**WHAT THE TASK REQUIRES**
Quote the lines from the line holding "point: apple logo" to the very end of the listing, exactly, and no others.

**DATA EXTRACT**
** start **

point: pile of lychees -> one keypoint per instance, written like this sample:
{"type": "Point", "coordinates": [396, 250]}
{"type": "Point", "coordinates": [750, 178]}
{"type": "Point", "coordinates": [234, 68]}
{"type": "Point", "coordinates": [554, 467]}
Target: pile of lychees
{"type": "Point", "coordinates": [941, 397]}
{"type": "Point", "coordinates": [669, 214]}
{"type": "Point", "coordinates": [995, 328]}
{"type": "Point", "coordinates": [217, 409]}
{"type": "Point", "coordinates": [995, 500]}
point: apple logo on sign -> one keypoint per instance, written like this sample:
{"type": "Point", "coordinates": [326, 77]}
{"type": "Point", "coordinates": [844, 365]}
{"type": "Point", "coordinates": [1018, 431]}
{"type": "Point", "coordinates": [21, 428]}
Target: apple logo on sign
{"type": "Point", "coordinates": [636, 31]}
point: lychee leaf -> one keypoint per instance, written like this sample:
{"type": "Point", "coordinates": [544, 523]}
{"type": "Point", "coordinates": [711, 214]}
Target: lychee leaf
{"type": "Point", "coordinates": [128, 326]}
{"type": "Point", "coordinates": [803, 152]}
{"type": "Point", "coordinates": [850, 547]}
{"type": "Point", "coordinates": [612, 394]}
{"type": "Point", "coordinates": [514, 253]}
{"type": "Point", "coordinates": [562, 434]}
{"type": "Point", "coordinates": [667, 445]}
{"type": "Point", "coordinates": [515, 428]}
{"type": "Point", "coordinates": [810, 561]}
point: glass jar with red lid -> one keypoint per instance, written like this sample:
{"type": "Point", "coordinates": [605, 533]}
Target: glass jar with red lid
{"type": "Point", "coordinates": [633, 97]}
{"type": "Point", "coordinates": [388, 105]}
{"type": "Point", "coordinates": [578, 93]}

** end **

**THE OUTPUT**
point: apple logo on sign -> one keypoint per instance, written like this sample:
{"type": "Point", "coordinates": [326, 77]}
{"type": "Point", "coordinates": [844, 365]}
{"type": "Point", "coordinates": [1018, 431]}
{"type": "Point", "coordinates": [21, 428]}
Target: apple logo on sign
{"type": "Point", "coordinates": [636, 31]}
point: lychee leaf -> one keypoint per instance, written like this sample:
{"type": "Point", "coordinates": [544, 523]}
{"type": "Point", "coordinates": [711, 214]}
Target: lychee leaf
{"type": "Point", "coordinates": [128, 326]}
{"type": "Point", "coordinates": [803, 152]}
{"type": "Point", "coordinates": [850, 547]}
{"type": "Point", "coordinates": [612, 394]}
{"type": "Point", "coordinates": [514, 253]}
{"type": "Point", "coordinates": [562, 434]}
{"type": "Point", "coordinates": [667, 445]}
{"type": "Point", "coordinates": [515, 428]}
{"type": "Point", "coordinates": [810, 561]}
point: glass jar with red lid -> one keypoint per instance, written like this sample:
{"type": "Point", "coordinates": [605, 533]}
Target: glass jar with red lid
{"type": "Point", "coordinates": [633, 97]}
{"type": "Point", "coordinates": [388, 105]}
{"type": "Point", "coordinates": [578, 93]}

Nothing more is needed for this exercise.